▶ _Quoted text_
+ + + + + + +

# Paddle HIgh reusability operator library (PHI) Design
Paddle HIgh reusability operator library (PHI), or we also call it 'functional operator library', supports to implement new operator kernels based on existing operator kernel functions and 'Kernel Primitives API (KPS)', and supports plug-in access to new hardware or new acceleration library.
In order to solve the problems of unclear operator interface in the original operator library of the Paddle Fluid Framework, high cost of operator reuse, and poor scheduling performance, we refactored the operator library of the Paddle Framework, designed flexible and efficient functional paradigm.
The operator library PHI can implement new operators by combining calls to functional operator interfaces, which can greatly reduce the development cost of native operator and custom operator.
## 1. Background
> Introduce the problems to be solved in designing and building the PHI operator library
The PHI operator library project was initially launched to support the refactoring of the paddle dynamic graph architecture to reduce scheduling overhead and improve the reuse capability of OpKernel development. However, the subsequent decision to take this opportunity to establish an operator library that can be used in both training and inference scenarios (including server-side and mobile-side scenarios), reduce the cost of infrastructure development and operator maintenance in the paddle ecosystem in the long run, so we expanded the target scope of the project.
Specifically, the PHI operator library project carries the expectation to solve the following problems of Paddle.
### 1.1 Poor reusability between Op&OpKernel
Before version 2.3, the reusability between Operators (Op) in Paddle was relatively poor. Only in a few backward Ops, some simple Ops were reused by calling `SetType` in the `GradOpMaker` implementation. In most cases where the existing Op implementation can be reused, the code is rewritten by copy.
The root cause of poor reusability is the inflexibility of the original Op architecture design:
1. When an Op reuses the `Opkernel::Compute` method of another Op, an `ExecutionContext` needs to be constructed first, and the reuse method is relatively cumbersome
> It will be much more convenient if you can directly call the Kernel in the form of a function
2. Due to the overhead introduced by additional data structure construction and independent Op scheduling, from the perspective of computing performance, it is better to copy the calculation code directly when reusing Op, which leads us to gradually abandon the earlier principle of backward Op reusing forward Op, and began to implement Kernel separately for each backward Op, so that Paddle maintains a large number of backward OpKernel implementation codes internally.
> Only when the overhead of reusing Ops is small enough, reusing existing Ops to implement new Ops can be widely promoted
### 1.2 Conciseness and fine-grained execution scheduling
#### 1.2.1 Dynamic graph
After the release of Paddle 2.0, it has received many feedbacks from internal and external users that the performance of the dynamic graph is several times lower than that of competing products in the execution scenario of small model on CPU.
The main reason for this problem is: the execution path of the C++ side of the Paddle dynamic graph is relatively long and the scheduling overhead is relatively heavy, which is related to the early design of the dynamic graph which is compatible with the static graph and inherits many object construction processes of the static graph Op.

+ + + + + + +

▶ _Things to do_
1. Update the PHI design text, starting at the words "In order to" and stopping after "efficient functional paradigm.", with "rewrote" in place of "refactored".
2. Write the next part of the PHI design text, picking up after its last sentence.

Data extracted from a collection
+ + + + + + +

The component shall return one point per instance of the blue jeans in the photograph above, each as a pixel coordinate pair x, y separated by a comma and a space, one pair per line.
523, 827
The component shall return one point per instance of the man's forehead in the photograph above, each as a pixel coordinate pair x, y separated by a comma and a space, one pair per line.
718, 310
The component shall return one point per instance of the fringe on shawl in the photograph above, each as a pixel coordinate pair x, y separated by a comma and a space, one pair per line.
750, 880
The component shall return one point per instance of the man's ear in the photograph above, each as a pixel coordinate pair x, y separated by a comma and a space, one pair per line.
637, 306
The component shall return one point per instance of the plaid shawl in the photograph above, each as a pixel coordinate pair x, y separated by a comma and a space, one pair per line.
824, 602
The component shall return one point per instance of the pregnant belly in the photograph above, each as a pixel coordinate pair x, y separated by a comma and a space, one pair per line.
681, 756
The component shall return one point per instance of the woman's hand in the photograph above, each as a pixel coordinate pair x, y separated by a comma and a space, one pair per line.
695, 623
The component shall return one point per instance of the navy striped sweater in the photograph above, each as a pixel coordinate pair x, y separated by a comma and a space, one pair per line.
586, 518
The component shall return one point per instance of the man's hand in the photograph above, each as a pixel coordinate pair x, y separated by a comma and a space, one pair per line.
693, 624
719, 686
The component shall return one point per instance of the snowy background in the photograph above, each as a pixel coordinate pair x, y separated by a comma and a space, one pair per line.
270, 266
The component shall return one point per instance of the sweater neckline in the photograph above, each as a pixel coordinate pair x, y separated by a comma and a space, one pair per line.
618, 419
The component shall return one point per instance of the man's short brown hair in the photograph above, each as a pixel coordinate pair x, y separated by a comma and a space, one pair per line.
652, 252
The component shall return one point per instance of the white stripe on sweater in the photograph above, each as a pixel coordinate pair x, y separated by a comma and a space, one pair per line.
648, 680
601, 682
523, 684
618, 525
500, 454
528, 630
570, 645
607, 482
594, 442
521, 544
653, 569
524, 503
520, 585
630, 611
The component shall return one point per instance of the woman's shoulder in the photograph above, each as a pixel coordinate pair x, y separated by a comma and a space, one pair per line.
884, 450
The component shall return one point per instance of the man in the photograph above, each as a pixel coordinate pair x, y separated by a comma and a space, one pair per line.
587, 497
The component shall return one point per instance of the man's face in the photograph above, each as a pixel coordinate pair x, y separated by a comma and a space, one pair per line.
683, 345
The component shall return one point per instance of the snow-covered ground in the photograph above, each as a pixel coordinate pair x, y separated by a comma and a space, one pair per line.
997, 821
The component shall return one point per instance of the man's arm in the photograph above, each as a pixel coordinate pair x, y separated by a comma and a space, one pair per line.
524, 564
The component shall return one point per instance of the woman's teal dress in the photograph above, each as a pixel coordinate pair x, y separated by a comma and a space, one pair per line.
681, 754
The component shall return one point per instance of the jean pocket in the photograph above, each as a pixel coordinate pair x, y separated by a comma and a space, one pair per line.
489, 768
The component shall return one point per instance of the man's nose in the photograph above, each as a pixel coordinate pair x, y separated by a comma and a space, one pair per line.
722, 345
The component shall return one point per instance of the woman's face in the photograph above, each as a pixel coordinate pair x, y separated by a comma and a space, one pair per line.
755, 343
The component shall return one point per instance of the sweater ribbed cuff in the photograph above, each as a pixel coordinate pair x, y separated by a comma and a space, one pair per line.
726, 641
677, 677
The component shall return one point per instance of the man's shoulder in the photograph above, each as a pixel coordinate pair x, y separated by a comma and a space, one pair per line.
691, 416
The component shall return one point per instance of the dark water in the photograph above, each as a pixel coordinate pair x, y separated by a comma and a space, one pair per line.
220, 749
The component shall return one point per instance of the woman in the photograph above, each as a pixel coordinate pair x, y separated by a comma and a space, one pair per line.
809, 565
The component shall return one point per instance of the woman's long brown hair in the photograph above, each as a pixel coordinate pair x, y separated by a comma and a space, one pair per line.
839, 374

+ + + + + + +

▶ _Expected outputs_
1.
In order to solve the problems of unclear operator interface in the original operator library of the Paddle Fluid Framework, high cost of operator reuse, and poor scheduling performance, we rewrote the operator library of the Paddle Framework, designed flexible and efficient functional paradigm.

2.
Therefore, the dynamic graph needs to be upgraded to a function-based scheduling architecture, and this problem can be solved by abandoning the original complex Op architecture, which depends on the OpKernel being changed to a functional writing method.
#### 1.2.2 Static image + IR
Our current static graph mode are not "static" enough. At present, static graph mode still have a lot of logic for dynamic selection at runtime, for example, selecting OpKernel at runtime, judging whether to copy data across devices at runtime, etc.. However, these can actually be determined during the compilation of the static graph mode network, and the execution process is determined as a series of OpKernel executions, and no dynamic judgment selection is made, thereby further improving the execution efficiency.
And these rely on the fine-grained OpKernel itself, decoupling the existing complex large OpKernel into small Kernels for specific scenarios and specific devices.
### 1.3 Ease of use improvement requirements for custom operators
The new custom C++ external operator paradigm released in early 2021 has a relatively intuitive usage at the level of interface and function writing, but because we lack the C++ APIs for basic operations, in fact, when implementing specific custom Op operation logic, such as basic addition, subtraction, multiplication and division and matrix operations, still need to be reimplemented again, and Paddle's existing and optimized basic operations cannot be reused, development costs are still relatively high. In order to reuse the basic operations inside Paddle, the Op paradigm must be upgraded to functional paradigm, and build the corresponding C++ API system.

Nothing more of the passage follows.